# Page text
____________

Retryable vs Non-Retryable Errors: API Design & Client Generation Workflows

Defining Error Classifications in API Contracts

Establishing deterministic boundaries between transient infrastructure failures and permanent client-side violations is foundational to platform reliability. As part of a broader Error Contracts & Resilience Mapping strategy, API designers must explicitly classify error states to prevent cascading failures, optimize compute budgets, and standardize platform-wide handling policies.

OpenAPI 3.1 supports vendor extensions for this exact use case. Apply x-retryable directly to response objects to drive downstream code generation.

OpenAPI 3.1 Specification Snippet

paths:
 /v1/transactions:
 post:
 responses:
 '503':
 description: Service temporarily unavailable
 headers:
 Retry-After:
 schema:
 type: integer
 content:
 application/problem+json:
 schema:
 $ref: '#/components/schemas/ProblemDetails'
 x-retryable: true
 '400':
 description: Invalid request payload
 x-retryable: false

CI Linting Enforcement Enforce consistent tagging across all endpoint definitions using Spectral. Add the following rule to your .spectral.yaml:

rules:
 enforce-retryable-classification:
 description: All 5xx responses must explicitly declare x-retryable status
 severity: error
 given: "$.paths[*][*].responses['5*']"

____________

# Data listing
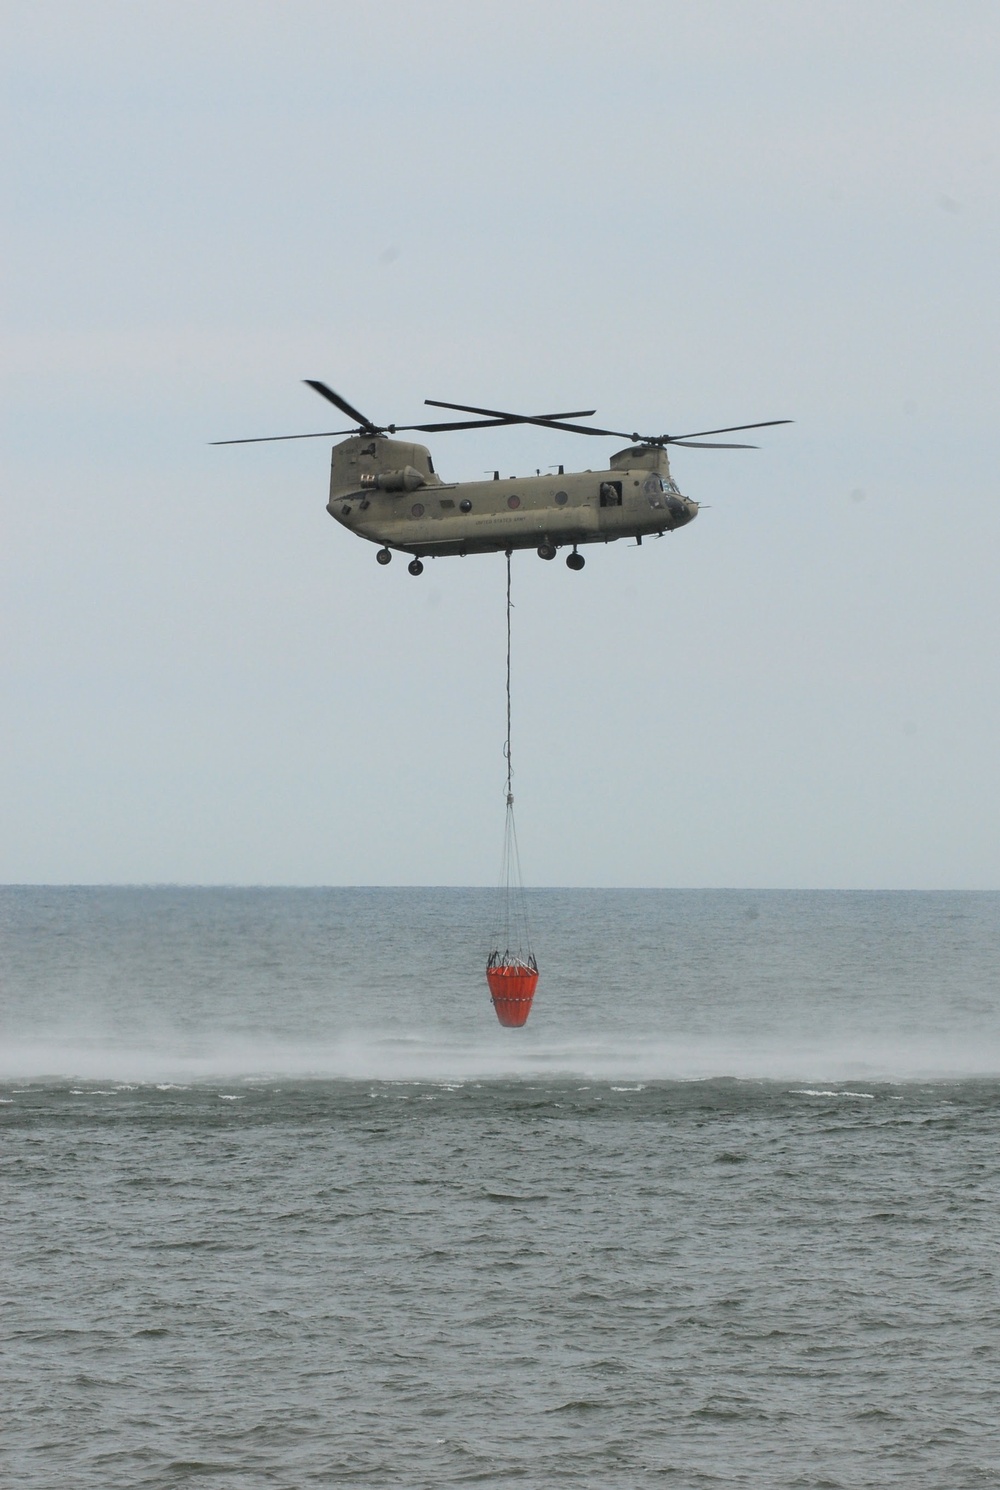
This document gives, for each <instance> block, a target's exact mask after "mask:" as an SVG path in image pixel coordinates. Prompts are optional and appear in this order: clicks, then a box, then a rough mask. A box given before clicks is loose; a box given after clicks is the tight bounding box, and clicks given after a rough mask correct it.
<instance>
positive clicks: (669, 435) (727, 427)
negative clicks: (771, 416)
mask: <svg viewBox="0 0 1000 1490" xmlns="http://www.w3.org/2000/svg"><path fill="white" fill-rule="evenodd" d="M770 425H794V419H765V420H762V422H760V423H759V425H727V426H726V429H696V431H694V432H693V434H690V435H663V438H665V440H666V441H669V444H672V446H677V444H680V443H681V440H700V437H702V435H735V434H738V432H739V431H741V429H769V428H770Z"/></svg>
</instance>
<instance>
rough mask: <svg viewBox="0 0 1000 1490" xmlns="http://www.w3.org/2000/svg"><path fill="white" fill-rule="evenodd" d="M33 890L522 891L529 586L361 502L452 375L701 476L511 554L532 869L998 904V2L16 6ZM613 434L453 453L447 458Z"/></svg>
mask: <svg viewBox="0 0 1000 1490" xmlns="http://www.w3.org/2000/svg"><path fill="white" fill-rule="evenodd" d="M0 52H1V57H3V61H1V66H3V70H4V89H3V91H4V98H6V113H7V116H6V122H4V130H3V137H4V142H6V143H4V146H3V152H4V197H6V209H4V213H3V218H4V228H3V235H4V243H3V258H4V338H6V356H4V411H6V420H4V425H6V431H4V454H3V498H1V501H3V554H1V559H0V563H1V566H3V600H1V603H3V642H1V648H3V650H1V668H3V682H1V687H3V706H1V714H3V723H1V726H0V729H1V735H3V779H4V788H3V803H1V808H0V812H1V815H0V879H3V881H7V882H136V881H142V882H158V881H182V882H200V884H215V882H249V884H346V885H350V884H490V882H493V879H495V873H496V867H498V863H499V849H501V836H502V814H504V797H502V790H504V760H502V754H501V748H502V738H504V697H502V688H504V562H502V559H501V557H496V559H493V557H469V559H465V560H459V559H447V560H437V562H432V563H428V565H426V571H425V574H423V575H422V577H420V578H419V580H413V578H411V577H410V575H408V574H407V571H405V565H404V563H402V562H399V560H396V562H395V563H392V565H390V566H389V568H386V569H382V568H380V566H379V565H376V562H374V556H376V548H374V545H371V544H367V542H364V541H361V539H355V538H352V536H350V535H349V533H347V532H344V530H343V529H340V527H338V526H337V524H335V523H332V522H331V519H329V517H328V514H326V513H325V501H326V481H328V463H329V441H322V440H317V441H303V443H298V444H274V446H246V447H232V448H210V447H209V441H212V440H224V438H232V437H240V435H258V434H259V435H268V434H283V432H295V431H307V429H325V428H331V425H329V413H328V411H326V407H325V405H323V404H320V401H319V399H317V398H316V396H314V395H313V393H311V390H308V389H306V387H303V383H301V380H303V378H306V377H317V378H323V380H326V381H329V383H331V384H332V386H334V387H335V389H338V390H340V392H343V393H344V395H346V396H347V398H349V399H350V401H352V402H355V404H356V405H359V407H361V408H362V410H364V411H365V413H367V414H370V416H371V417H373V419H377V420H385V422H389V420H396V422H399V423H404V422H405V423H410V422H414V420H416V419H419V417H422V413H423V408H422V401H423V399H425V398H443V399H453V401H458V402H471V404H480V402H484V404H496V405H499V407H513V408H523V410H537V408H584V407H587V408H589V407H596V408H598V419H599V422H602V423H610V425H611V426H614V428H629V429H630V428H641V429H680V428H683V429H697V428H711V426H717V425H730V423H733V425H735V423H744V422H750V420H763V419H782V417H787V419H794V420H796V423H794V425H790V426H785V428H784V429H775V431H762V432H760V444H762V448H760V450H756V451H754V450H748V451H714V453H712V451H702V453H697V451H693V450H677V451H675V454H674V457H672V468H674V474H675V478H677V480H678V483H680V486H681V489H683V490H684V492H686V493H689V495H690V496H693V498H696V499H697V501H699V502H702V504H705V510H703V511H702V513H700V514H699V519H697V522H696V523H693V524H692V526H690V527H689V529H686V530H683V532H680V533H677V535H674V536H671V538H665V539H663V541H662V542H647V544H644V545H642V547H641V548H636V547H633V545H626V544H623V542H621V544H615V545H611V547H607V548H605V547H601V548H589V550H587V566H586V569H584V572H583V574H571V572H569V571H568V569H566V568H565V565H563V563H562V559H559V560H557V562H556V563H541V562H539V560H538V559H537V557H535V554H534V553H532V551H529V553H523V554H516V557H514V597H516V614H514V690H516V697H514V732H516V733H514V764H516V793H517V812H519V831H520V840H522V860H523V866H525V875H526V879H528V881H529V882H531V884H539V885H741V887H861V888H864V887H893V888H911V887H912V888H997V887H999V885H1000V822H999V817H1000V811H999V790H997V755H999V752H997V742H999V738H1000V687H999V685H997V639H999V635H1000V627H999V626H997V566H999V557H997V556H999V553H1000V505H999V504H997V471H999V469H1000V450H999V448H997V447H999V438H997V329H999V326H997V322H999V313H997V307H999V288H997V282H999V253H997V249H999V232H997V229H999V225H1000V223H999V195H997V156H999V150H1000V121H999V119H997V113H999V106H997V97H999V88H997V76H999V63H1000V55H999V54H1000V9H999V7H997V4H996V3H994V0H963V3H961V4H949V3H925V0H881V3H878V0H876V3H872V0H864V3H855V0H836V3H835V0H826V3H824V0H817V3H809V0H754V3H750V0H747V3H735V0H697V3H694V0H684V3H680V0H650V3H645V0H617V3H615V4H611V3H604V0H599V3H598V0H568V3H562V0H502V3H493V0H477V3H469V0H462V3H450V0H426V3H423V4H419V6H416V4H411V3H401V0H382V3H379V0H376V3H373V0H367V3H365V4H352V6H347V4H341V3H337V0H282V3H277V0H271V3H258V0H238V3H237V0H207V3H204V4H188V3H177V0H145V3H125V0H119V3H110V0H88V3H86V4H80V3H79V0H70V3H67V0H45V3H37V0H30V3H27V0H6V3H4V6H3V37H1V46H0ZM613 448H614V444H613V443H607V441H602V443H598V441H593V440H584V438H583V437H574V435H562V434H554V432H550V431H539V429H535V431H499V432H490V434H461V435H441V437H437V438H435V440H432V451H434V457H435V463H437V466H438V469H440V471H441V472H443V474H444V477H446V480H456V478H472V477H478V475H480V474H481V472H483V471H487V469H493V466H499V468H501V471H502V472H504V474H514V472H522V474H523V472H526V471H534V469H535V468H537V466H539V468H545V466H548V465H551V463H556V462H565V463H566V468H568V469H569V468H574V466H590V465H595V466H596V465H599V463H601V462H602V460H605V459H607V457H608V456H610V454H611V451H613Z"/></svg>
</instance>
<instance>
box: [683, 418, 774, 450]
mask: <svg viewBox="0 0 1000 1490" xmlns="http://www.w3.org/2000/svg"><path fill="white" fill-rule="evenodd" d="M790 423H791V420H790ZM668 444H671V446H684V448H686V450H760V446H732V444H715V443H714V441H711V440H668Z"/></svg>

____________

# What is required
Repeat the stretch of the retryable-errors page from "Retryable vs Non-Retryable" through "platform-wide handling policies.". The listing has no connection to the retryable-errors page.

# Exercise response
Retryable vs Non-Retryable Errors: API Design & Client Generation Workflows

Defining Error Classifications in API Contracts

Establishing deterministic boundaries between transient infrastructure failures and permanent client-side violations is foundational to platform reliability. As part of a broader Error Contracts & Resilience Mapping strategy, API designers must explicitly classify error states to prevent cascading failures, optimize compute budgets, and standardize platform-wide handling policies.